### PAGE
## Begin

Agreed. That's my question? Why not? Why isn't he getting interested because of her interest? Why isn't the marriage behaving like a team? I suspect that answer to that question leads to interesting revelations about satisfaction on both sides. I think those revelations would be useful.


----------



## ShawnD (Apr 2, 2012)

eowyn said:


> However since my husband doesn't enjoy meeting my friends and in general is not a social person it is an effort to get him to meet them. So ultimately I don't get to meet my friends often any more.


Leave your husband at home while you go out and have fun. I hate dancing, so I stay home when the gf and her friends go out dancing.




> My husband as well as my friends are all good people. Its just that it would have been so much easier if my husband would have been a little more social or accommodating. He also does not like it if I propose I go out and meet them alone once in a while.. which is actually not what I want anyways, because my friends would be with their husbands and I would like to be with mine as well.


Your heart is in the right place, but you need to stop reward his behavior. You stay home because he asked you to stay home. What did that just teach him? If he asks you to stay home, you will. What will he do next time? Ask you to stay home again. Take a firm but polite position and stand your ground. Say you're going out with your friends and he is welcome to come along if he wants. Tone of voice and body language are very important when doing this. If you sound upset or not overly happy, it will seem very confrontational, almost like you're just trying to do the opposite of what he wants. You need to be happy and smiling when you say this.


----------



## LovesHerMan (Jul 28, 2011)

You are married, not joined at the hip. You each still get to have your own interests. As long as you are not going clubbing dressed for action, you should have fun with your friends. Calmly tell your husband that you understand he does not enjoy social interaction, but this is important to you. Denying your feelings will only lead to resentment, and resentment kills love.


----------



## eowyn (Mar 22, 2012)

## End

### MATERIAL SHOWN
## Begin

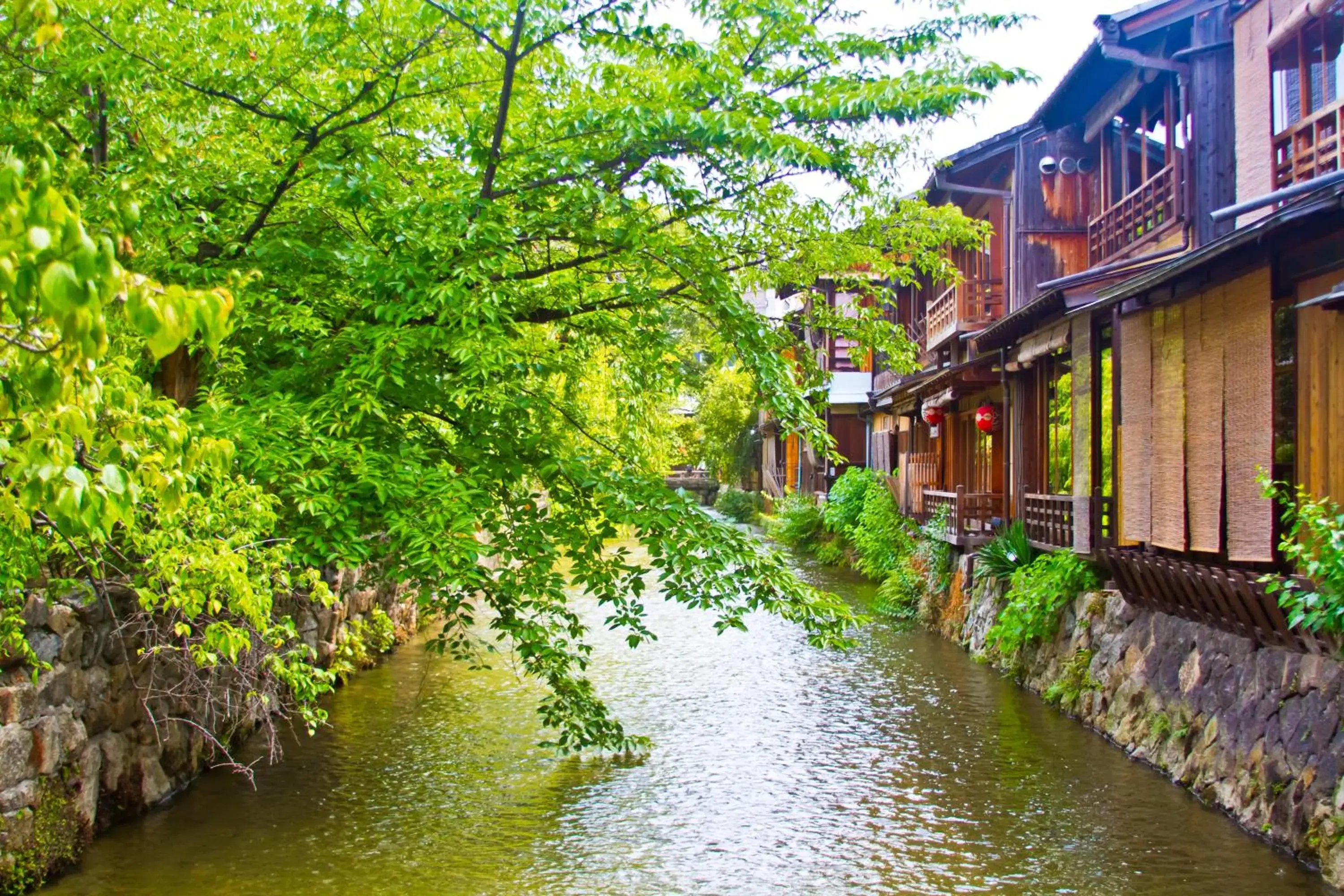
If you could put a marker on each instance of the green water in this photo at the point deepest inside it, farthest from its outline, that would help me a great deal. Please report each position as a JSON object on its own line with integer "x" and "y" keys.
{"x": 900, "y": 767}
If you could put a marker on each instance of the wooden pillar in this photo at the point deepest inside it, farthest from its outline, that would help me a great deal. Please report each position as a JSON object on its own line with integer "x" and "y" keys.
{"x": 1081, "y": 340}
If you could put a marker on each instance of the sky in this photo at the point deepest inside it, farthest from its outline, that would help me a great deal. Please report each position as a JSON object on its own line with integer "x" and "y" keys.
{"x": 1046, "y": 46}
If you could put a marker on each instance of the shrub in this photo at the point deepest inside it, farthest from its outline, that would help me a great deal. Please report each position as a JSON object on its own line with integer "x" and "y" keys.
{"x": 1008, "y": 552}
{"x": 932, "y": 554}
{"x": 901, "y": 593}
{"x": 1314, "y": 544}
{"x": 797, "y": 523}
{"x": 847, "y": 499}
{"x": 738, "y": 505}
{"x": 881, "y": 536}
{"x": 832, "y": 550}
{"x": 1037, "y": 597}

## End
## Begin

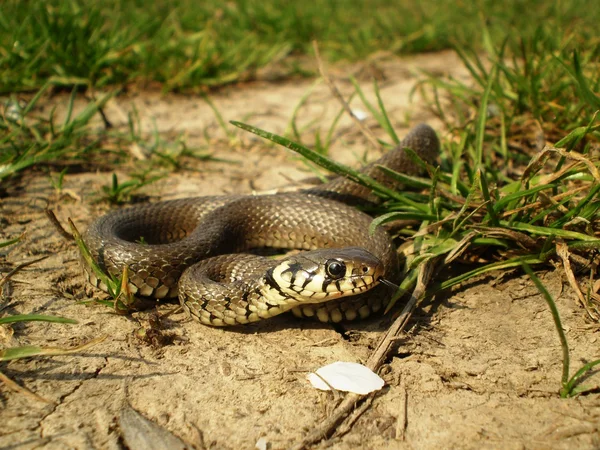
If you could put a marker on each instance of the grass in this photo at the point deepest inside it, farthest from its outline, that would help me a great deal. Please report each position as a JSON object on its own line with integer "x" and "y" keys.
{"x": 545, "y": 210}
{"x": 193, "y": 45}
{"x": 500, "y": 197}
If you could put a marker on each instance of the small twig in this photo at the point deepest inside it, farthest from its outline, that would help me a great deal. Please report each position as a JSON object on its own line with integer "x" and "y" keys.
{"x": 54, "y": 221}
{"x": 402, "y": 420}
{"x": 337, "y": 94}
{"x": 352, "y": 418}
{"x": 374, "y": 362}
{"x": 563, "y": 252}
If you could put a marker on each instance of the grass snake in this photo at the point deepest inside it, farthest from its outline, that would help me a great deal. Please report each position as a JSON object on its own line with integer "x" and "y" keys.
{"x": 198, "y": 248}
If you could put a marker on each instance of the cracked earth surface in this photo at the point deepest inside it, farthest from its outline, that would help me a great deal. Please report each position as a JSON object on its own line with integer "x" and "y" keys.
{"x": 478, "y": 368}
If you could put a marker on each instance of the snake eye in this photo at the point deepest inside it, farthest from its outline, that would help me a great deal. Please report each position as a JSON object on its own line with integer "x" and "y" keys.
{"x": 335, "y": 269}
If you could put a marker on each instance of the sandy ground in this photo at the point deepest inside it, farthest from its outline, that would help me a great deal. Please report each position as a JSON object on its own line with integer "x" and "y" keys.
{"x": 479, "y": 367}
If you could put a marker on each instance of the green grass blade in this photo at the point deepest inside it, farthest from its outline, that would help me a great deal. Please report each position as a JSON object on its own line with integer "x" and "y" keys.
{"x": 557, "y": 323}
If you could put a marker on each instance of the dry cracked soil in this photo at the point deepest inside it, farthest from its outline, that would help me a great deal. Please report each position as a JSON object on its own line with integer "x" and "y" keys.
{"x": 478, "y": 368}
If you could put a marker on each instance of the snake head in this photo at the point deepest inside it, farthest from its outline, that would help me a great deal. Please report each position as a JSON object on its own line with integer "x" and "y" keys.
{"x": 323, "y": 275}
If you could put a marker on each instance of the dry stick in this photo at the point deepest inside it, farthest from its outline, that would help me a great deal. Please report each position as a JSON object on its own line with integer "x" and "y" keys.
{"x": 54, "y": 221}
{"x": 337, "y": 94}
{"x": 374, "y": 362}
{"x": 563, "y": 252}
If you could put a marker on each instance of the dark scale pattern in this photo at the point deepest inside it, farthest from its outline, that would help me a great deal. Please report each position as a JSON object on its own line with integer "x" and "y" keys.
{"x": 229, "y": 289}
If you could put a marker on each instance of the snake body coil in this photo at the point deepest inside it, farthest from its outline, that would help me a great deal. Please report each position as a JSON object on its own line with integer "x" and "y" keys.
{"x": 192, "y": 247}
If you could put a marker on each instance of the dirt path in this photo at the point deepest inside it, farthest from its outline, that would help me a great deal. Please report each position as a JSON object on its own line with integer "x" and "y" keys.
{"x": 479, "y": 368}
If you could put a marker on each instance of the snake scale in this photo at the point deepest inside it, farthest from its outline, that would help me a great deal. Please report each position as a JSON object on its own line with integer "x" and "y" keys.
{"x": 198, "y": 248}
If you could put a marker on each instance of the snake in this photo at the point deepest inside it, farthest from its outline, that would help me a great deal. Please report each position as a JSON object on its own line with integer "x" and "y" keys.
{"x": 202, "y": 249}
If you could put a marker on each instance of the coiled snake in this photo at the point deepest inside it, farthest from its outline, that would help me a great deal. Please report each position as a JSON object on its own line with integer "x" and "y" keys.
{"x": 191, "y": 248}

## End

Extend the forum thread on a husband who avoids socializing, picking up right after its last line. The records have no connection to the forum thread on a husband who avoids socializing.

### RESULT OF THIS EXERCISE
shy_guy said:


> Can you tell us a little about what you've tried with your husband thus far? For example, have you been able to talk with him and say "I understand that you do not have as much of a social need as I do. That's okay if you don't. Is there a way we can compromise on this? Maybe instead of every 2 weeks like I would have done before, maybe we can shoot for getting together with friends every 4 weeks?"
> 
> Or ask him what level of contact he can live with and express your level of need in this area? Does he understand differing levels of social need?
> 
> I think it would be helpful in helping you if we know what kinds of conversations you have had thus far.


Thank you Shy Guy,

I have tried to talk on these lines with my husband, although I am not sure how effectively and how far I succeeded (probably not much) I can give it another shot. Usually this is how things happen...
1. I get an invitation from my friends for a get-together 2 weeks from now
2. I ponder on when to talk about it with my husband and how to present it so that I can get an 'okay' out from him
3. I tell him about the invite sometime in the evening
4. He says lets think about it (not sure why he says that) but doesn't answer right away most of the times. 
5. My friend checks back. I tell her I will get back to her in couple of days and I also prep her for a fictional excuse which is basically a lie (eg. we might go out for a trip that same weekend, in case we dont go we will join in.. when in fact we have no plans for a trip)
5. I check back after couple of days with my husband, he says he doesn't feel up for it or some excuse which is mostly lame.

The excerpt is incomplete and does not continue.